TEXT UNDER STUDY:
----

Its activity against Staphylococcus aureus, Streptococcus pyogenes, and Listeria ivanovii, is substantially weaker. Activity against fungi such as Candida albicans and Candida parapsilosis is minimal. Relative to classical and more understood AMPs such as melittin, guavanin 2 displays slower bactericidal kinetics, higher selectivity, and lower cytotoxicity.

=== Mechanism ===
Unlike many AMPs that cause rapid membrane depolarization, guavanin 2 induces membrane hyperpolarization. This hyperpolarization is due to the large cationic charge found on the structure and these charges are what give the peptide the antimicrobial properties. Experiments using fluorescent dyes showed slow increases in membrane permeability, a reduction in fluorescence of polarity-dependent dye indicating hyperpolarization, and morphological changes observed in a scanning electron microscope. Hyperpolarization may contribute to cell death by disturbing metabolic processes dependent on membrane stability like the electron transport chain and ATP synthesis that take place in the mitochondria. If the mechanism of death were depolarization the signal of the fluorescent dyes would have increased during the experiments.

----

INFORMATION SUPPLIED:

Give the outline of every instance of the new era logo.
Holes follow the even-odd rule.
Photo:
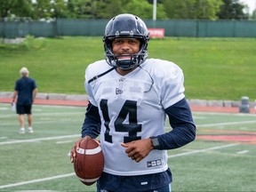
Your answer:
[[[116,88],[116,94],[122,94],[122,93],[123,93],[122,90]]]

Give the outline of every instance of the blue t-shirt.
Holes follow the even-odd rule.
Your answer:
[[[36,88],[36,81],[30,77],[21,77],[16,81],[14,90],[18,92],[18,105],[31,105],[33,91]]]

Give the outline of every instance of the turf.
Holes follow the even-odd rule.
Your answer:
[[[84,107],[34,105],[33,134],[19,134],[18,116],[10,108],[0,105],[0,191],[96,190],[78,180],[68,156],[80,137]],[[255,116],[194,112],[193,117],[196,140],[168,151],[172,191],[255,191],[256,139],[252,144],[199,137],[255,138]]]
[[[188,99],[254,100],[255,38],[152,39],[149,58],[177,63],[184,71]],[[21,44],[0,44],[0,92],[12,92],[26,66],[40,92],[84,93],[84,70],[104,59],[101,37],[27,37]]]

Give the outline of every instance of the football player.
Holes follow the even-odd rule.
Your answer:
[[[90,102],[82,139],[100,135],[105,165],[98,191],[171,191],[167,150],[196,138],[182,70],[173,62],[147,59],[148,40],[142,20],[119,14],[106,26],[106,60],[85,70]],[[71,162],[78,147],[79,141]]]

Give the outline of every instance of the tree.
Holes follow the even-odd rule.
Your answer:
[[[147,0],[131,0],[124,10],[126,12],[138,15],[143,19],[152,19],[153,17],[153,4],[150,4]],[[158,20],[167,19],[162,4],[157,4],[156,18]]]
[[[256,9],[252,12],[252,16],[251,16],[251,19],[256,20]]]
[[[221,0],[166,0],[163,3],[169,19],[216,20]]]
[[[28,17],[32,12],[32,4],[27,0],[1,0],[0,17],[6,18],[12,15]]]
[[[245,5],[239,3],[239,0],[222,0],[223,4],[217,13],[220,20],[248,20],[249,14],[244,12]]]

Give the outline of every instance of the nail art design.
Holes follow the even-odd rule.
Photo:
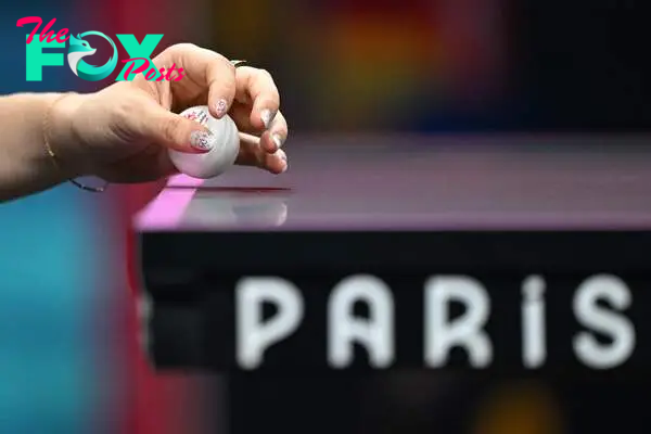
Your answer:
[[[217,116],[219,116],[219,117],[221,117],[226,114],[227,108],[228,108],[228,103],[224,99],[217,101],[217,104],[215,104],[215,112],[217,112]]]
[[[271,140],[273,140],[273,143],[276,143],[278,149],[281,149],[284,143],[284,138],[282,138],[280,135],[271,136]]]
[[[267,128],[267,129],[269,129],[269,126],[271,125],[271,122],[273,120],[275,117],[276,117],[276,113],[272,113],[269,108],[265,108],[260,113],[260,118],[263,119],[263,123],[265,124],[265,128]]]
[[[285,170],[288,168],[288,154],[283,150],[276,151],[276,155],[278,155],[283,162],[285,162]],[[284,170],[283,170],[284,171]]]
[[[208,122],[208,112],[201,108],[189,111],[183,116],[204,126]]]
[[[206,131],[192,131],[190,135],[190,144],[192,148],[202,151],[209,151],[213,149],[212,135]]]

----

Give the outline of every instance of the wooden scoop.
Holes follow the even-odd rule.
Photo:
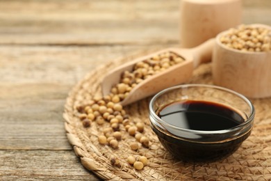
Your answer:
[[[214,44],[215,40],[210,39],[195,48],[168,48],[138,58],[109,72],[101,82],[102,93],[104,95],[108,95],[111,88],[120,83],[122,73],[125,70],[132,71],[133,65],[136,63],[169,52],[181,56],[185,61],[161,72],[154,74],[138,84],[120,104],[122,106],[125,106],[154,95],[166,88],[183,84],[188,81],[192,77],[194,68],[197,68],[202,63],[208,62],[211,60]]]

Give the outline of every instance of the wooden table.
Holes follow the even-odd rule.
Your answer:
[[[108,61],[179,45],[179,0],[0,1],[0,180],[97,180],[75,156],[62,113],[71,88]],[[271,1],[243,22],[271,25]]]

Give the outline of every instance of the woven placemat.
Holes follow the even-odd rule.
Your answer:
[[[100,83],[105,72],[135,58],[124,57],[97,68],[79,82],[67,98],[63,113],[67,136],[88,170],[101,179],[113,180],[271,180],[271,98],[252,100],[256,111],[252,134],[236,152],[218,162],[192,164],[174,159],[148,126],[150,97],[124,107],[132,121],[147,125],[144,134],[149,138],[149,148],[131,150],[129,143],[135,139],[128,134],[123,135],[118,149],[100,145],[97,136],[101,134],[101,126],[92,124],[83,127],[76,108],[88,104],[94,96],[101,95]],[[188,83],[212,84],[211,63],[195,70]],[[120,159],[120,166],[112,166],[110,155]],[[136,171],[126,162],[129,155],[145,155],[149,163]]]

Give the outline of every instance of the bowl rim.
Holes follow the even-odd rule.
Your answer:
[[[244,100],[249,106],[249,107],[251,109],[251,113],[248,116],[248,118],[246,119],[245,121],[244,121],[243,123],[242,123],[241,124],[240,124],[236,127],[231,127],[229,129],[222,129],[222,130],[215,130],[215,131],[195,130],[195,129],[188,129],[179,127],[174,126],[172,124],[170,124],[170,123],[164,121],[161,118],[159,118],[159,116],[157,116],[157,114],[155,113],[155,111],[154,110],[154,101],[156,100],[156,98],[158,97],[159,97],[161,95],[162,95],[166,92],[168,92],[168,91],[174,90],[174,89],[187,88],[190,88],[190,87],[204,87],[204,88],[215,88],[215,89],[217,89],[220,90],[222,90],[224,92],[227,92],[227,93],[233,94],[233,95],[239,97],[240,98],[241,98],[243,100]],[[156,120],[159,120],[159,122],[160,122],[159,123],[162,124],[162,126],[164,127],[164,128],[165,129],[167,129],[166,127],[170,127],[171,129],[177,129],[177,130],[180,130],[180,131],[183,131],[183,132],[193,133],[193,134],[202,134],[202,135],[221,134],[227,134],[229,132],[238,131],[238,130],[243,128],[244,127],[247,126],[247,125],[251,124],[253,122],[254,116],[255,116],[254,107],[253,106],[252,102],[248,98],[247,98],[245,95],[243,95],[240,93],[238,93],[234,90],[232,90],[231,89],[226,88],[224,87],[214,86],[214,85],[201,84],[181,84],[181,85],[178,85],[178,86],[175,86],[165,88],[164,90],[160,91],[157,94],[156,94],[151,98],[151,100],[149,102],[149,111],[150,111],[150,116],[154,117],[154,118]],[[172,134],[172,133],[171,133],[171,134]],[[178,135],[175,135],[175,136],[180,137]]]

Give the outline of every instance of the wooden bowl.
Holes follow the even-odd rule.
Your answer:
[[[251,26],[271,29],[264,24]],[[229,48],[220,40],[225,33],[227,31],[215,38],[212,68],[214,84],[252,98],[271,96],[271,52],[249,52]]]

----

TASK LIST:
**a)** Answer these questions using the passage on guavanin 2:
(i) Which two fungi are named as ones against which its activity is minimal?
(ii) What change in the membrane does guavanin 2 induce, unlike many AMPs that cause rapid depolarization?
(iii) In what instrument were the morphological changes observed?
**b)** Translate this sentence from the passage on guavanin 2 into French: "Activity against fungi such as Candida albicans and Candida parapsilosis is minimal."
**c)** Continue the passage on guavanin 2 from where it stops.

SOLVED TASKS:
**a)**
(i) Candida albicans and Candida parapsilosis
(ii) Membrane hyperpolarization
(iii) A scanning electron microscope

**b)** L'activité contre des champignons tels que Candida albicans et Candida parapsilosis est minime.

**c)**
== Applications ==
Similar to other AMPs, guavanin 2 could see further development to later become a means to eliminate bacterial infections in humans or other animals. Another takeaway from the development of guavanin 2 in Porto et al. is using the algorithm on other possible AMPs. This could improve the toxicity and/or specificity of other AMPs currently being researched. The algorithm is an easily applied tool that may allow for researchers to speed up the process of discovering and designing effective AMPs.